• [GOAL OF THE EXERCISE]: Rewrite the Robusta playbooks page from "Let's explore each" up to and including "Reference for details.", changing "fluentbit" to "nginx" and keeping everything else the same.

• [SOURCE EXCERPT]:
'''
Playbooks Basics

Playbooks are deterministic rules for responding to alerts and unhealthy conditions in a Kubernetes cluster.

Playbooks are recommended for advanced use cases. Most users should start with AI Analysis of alerts first, which requires far less configuration.

How Playbooks Work

Every playbook consists of two parts:

  • A Trigger condition that defines when the automation runs

  • An Action that defines what the automation does

Playbooks behave like pipelines:

  1. Events come into Robusta and are checked against triggers

  2. When there is a match, a trigger fires

  3. The relevant playbook runs

  4. All playbook actions execute, receiving the event as context

  5. If notifications were generated, they are sent to sinks

Defining Custom Playbooks

Using a custom playbook, we can get notified in Slack whenever a Pod's Liveness probe fails.

Use the customPlaybooks Helm value:

customPlaybooks:
- triggers:
    - on_kubernetes_warning_event_create:
        include: ["Liveness"]   # fires on failed Liveness probes
  actions:
    - create_finding:
        severity: HIGH
        title: "Failed liveness probe: $name"
    - event_resource_events: {}

Perform a Helm Upgrade to apply the custom playbook.

Next time a Liveness probe fails, you will get notified.

Apply the following command the simulate a failing liveness probe.

kubectl apply -f https://raw.githubusercontent.com/robusta-dev/kubernetes-demos/main/liveness_probe_fail/failing_liveness_probe.yaml

Let's explore each part of the above playbook in depth.

Using Filters to Restrict Triggers

Many triggers have parameters that restrict when they fire:

- triggers:
  - on_pod_crash_loop:
      restart_reason: "CrashLoopBackOff"
      name_prefix: fluentbit
      namespace_prefix: kube-system

Most Kubernetes-related triggers support at least name and namespace. Refer to Triggers Reference for details.

Running Multiple Playbooks

If multiple triggers match an incoming event, all relevant playbooks execute in the order they were defined. For example:

# first playbook
- triggers:
  - on_deployment_create: {}
  actions:
  - my_first_action: {}

# second playbook
- triggers:
  - on_deployment_create: {}
  actions:
  - my_second_action: {}

In the example above, my_first_action runs before my_second_action.

You can enable identical playbooks multiple times with different parameters:

customPlaybooks:
- triggers:
  - on_deployment_update:
      name_prefix: MyApp
  actions:
  - add_deployment_lines_to_grafana:
      grafana_api_key: grafana_key_goes_here
      grafana_dashboard_uid: id_for_dashboard1
      grafana_url: http://grafana.namespace.svc

- triggers:
  - on_deployment_update:
      name_prefix: OtherApp
  actions:
  - add_deployment_lines_to_grafana:
      grafana_api_key: grafana_key_goes_here
      grafana_dashboard_uid: id_for_dashboard2
      grafana_url: http://grafana.namespace.svc

If the triggers in multiple playbooks match the same incoming event, all relevant playbooks will run.

Understanding Triggers

Triggers are event-driven, firing at specific moments when something occurs in your cluster. Even a Kubernetes cluster doing nothing generates a constant stream of events. Using triggers, you can find and react to the events that matter.
'''
• [DATA EXTRACT]:
'''
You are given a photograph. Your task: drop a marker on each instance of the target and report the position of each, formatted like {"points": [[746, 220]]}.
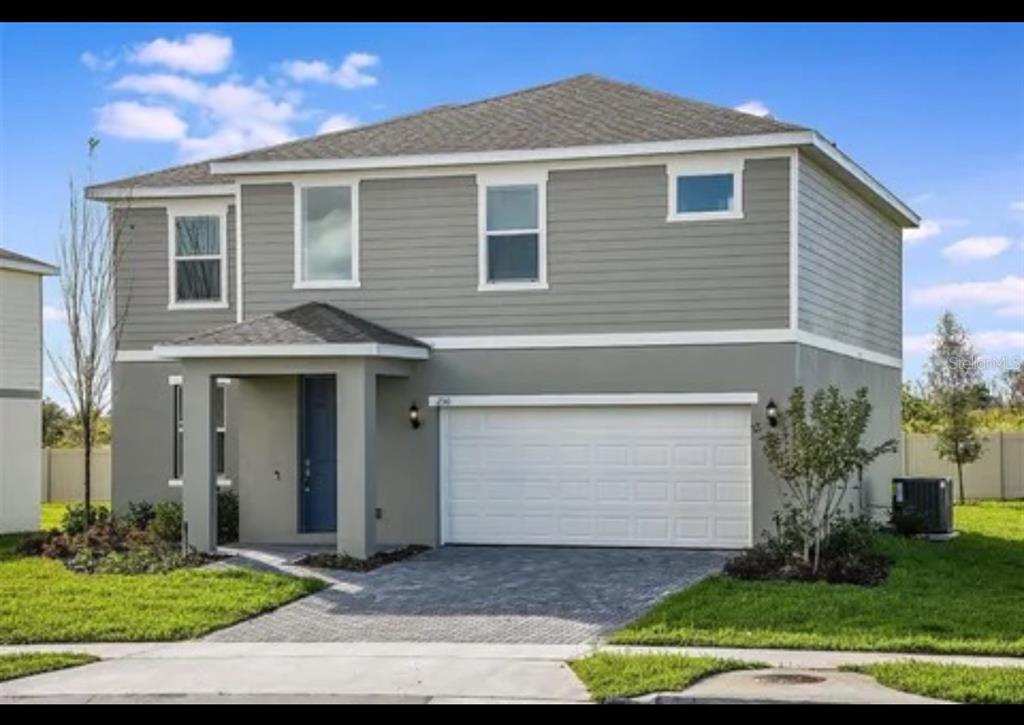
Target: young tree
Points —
{"points": [[816, 453], [954, 381], [89, 251]]}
'''
• [FINAL RESULT]:
Let's explore each part of the above playbook in depth.

Using Filters to Restrict Triggers

Many triggers have parameters that restrict when they fire:

- triggers:
  - on_pod_crash_loop:
      restart_reason: "CrashLoopBackOff"
      name_prefix: nginx
      namespace_prefix: kube-system

Most Kubernetes-related triggers support at least name and namespace. Refer to Triggers Reference for details.